In re Adoption of Baby E.A.W., 647 So.2d 918, 923 (Fla. 4th DCA 1994).
.Section 39.01(1), Florida Statutes (1985), provides:
“Abandoned” means a situation in which the parent or legal custodian of a child or, in the absence of a parent or legal custodian, the person responsible for the child’s welfare, while being able, makes no provision for the child's support and makes no effort to communicate with the child, which situation is sufficient to evince a willful rejection of parental obligations. If the efforts of such parent or legal custodian, or person primarily responsible for the child’s welfare to support and communicate with the child are, in the opinion of the court, only marginal efforts that do not evince a settled purpose to assume all parental duties, the court may declare the child to be abandoned. The failure by any such person to appear in response to actual or constructive service in a dependency proceeding shall give rise to a rebuttable presumption of such person's ability to provide for and communicate with the child.
(Emphasis added.)
Interestingly, in Doe, after discussing the above provision, we stated: "We note, first, that the definition of 'abandoned' is limited by its terms to chapter 39.” 543 So.2d at 745.
. Expecting mothers, of course, even in the clearest of situations, and where they give express, written consent to give up their unborn child, still have a statutory grace period after the child is bom, to change their minds. See § 63.212(l)(i)2.a., Fla.Stat. (1993). In other words, even in the clearest example of a willful abandonment in writing by a natural mother, she is given a chance to change her mind. And few would contend that this is not sound policy. Of course, mothers should have the chance to see that child and change their minds about giving the child up. The miracle of birth and the reality of a precious new human being appearing in the flesh is an incomparable event in human society.

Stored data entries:
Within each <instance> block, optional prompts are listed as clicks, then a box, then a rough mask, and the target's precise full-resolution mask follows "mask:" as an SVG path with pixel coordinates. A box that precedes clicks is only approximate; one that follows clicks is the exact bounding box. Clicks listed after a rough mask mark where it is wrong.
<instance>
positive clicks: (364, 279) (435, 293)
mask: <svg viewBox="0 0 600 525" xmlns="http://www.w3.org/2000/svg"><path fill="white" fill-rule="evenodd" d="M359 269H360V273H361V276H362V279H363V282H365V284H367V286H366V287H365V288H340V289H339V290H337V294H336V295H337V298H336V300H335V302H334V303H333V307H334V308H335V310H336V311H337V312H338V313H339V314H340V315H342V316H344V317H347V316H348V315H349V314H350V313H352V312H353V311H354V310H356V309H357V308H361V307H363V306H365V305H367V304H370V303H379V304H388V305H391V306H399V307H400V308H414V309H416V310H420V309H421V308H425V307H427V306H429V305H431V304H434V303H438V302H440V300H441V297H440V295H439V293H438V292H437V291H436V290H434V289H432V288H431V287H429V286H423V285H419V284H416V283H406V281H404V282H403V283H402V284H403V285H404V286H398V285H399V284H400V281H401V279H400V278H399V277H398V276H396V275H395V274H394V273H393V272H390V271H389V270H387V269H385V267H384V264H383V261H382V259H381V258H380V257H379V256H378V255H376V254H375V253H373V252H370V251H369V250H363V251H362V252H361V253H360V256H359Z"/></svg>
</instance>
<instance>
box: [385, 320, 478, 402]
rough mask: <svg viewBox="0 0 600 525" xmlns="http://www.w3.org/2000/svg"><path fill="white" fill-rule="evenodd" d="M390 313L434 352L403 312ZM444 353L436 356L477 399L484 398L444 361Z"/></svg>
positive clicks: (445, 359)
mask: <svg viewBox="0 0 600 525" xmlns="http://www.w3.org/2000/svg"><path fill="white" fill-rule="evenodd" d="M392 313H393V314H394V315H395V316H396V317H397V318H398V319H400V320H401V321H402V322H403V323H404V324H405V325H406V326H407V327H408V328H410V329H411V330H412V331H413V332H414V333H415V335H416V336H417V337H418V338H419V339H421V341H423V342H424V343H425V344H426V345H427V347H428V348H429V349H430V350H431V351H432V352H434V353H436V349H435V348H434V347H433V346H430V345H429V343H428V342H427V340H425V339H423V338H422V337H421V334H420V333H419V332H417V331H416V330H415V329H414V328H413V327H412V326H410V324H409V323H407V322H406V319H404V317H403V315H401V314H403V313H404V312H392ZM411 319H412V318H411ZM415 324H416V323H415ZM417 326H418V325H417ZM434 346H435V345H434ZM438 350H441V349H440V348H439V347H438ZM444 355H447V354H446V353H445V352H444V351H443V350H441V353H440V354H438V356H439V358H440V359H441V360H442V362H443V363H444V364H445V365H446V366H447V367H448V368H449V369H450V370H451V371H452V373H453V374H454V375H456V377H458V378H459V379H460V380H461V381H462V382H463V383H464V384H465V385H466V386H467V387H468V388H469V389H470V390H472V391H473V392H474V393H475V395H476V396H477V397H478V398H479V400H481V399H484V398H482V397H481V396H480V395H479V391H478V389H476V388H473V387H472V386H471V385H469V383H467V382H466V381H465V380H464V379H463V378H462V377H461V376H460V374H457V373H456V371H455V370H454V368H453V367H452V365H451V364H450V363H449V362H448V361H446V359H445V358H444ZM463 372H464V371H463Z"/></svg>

TASK ITEM A ->
Answer these questions using the adoption opinion excerpt:
(i) Which section of the Florida Statutes (1985) supplies the definition of "abandoned"?
(ii) What does a failure to appear in response to actual or constructive service in a dependency proceeding give rise to?
(iii) Even with express, written consent to give up an unborn child, what do expecting mothers still have after the child is born?
TASK ITEM B -> Recast the paragraph of the adoption opinion excerpt beginning "“Abandoned” means a situation" as a brief bulleted list that keeps its main facts.
TASK ITEM C -> Pick up the adoption opinion excerpt after its final sentence and continue it.
The entries have no connection to the adoption opinion excerpt.

TASK OUTPUT A ->
(i) Section 39.01(1).
(ii) A rebuttable presumption of the person's ability to provide for and communicate with the child.
(iii) A statutory grace period in which to change their minds.

TASK OUTPUT B ->
- "Abandoned" describes a situation in which a parent or legal custodian, or, absent one, the person responsible for the child's welfare, is able but makes no provision for the child's support and no effort to communicate with the child, sufficient to show a willful rejection of parental obligations.
- If the court considers the efforts to support and communicate with the child only marginal, showing no settled purpose to assume all parental duties, it may declare the child abandoned.
- Failure by such a person to appear in response to actual or constructive service in a dependency proceeding creates a rebuttable presumption that the person is able to provide for and communicate with the child.

TASK OUTPUT C ->
. To add to the sleight of hand, the majority opinion places special emphasis on the legislature’s amendment of chapter 63 to add the definition of abandonment set out in chapter 39. In particular, the majority treats the legislature’s adoption of our statement in Doe that prebirth conduct of the father toward the mother may be considered in the abandonment analysis, as if it constitutes a “critical” change in the law of abandonment that we are now bound to follow. Of course, the legislative change is nothing new at all since it is simply a paraphrase of one of our holdings in Doe. More important, however, we have failed to recognize the distinction between adopting an expansive view of relevant evidence to include the prebirth conduct of the father toward the mother, a concept with which everyone agrees, and the quite distinct and radical concept of adopting the attitude of the father toward the mother as the controlling definition of abandonment of the child.
. And never mind that we have recognized greater rights and protections for natural mothers. As Justice Barkett candidly acknowledges in her special concurrence in Doe: "[T]he precedent set by this case cannot carry over into those situations involving the prenatal responsibilities of mothers, in which substantially different factual problems and different competing rights and interests necessarily arise and must be evaluated.” 543 So.2d at 749-50. Whatever happened to equal justice under law? See also supra note 4.
. In other cases we have not hesitated to enforce the clear and convincing standard. In fact, most of the adoption cases involve reversals of trial court orders granting adoptions. See, e.g., In re Adoption of Noble, 349 So.2d 1215 (Fla. 4th *983DCA 1977). In another example, we set aside sanctions against a judge based on conflicting evidence in In re Davey, 645 So.2d 398 (Fla. 1994), and characterized the proof as “a far cry from the level of proof required to establish a fact by clear and convincing evidence.” Id. at 405.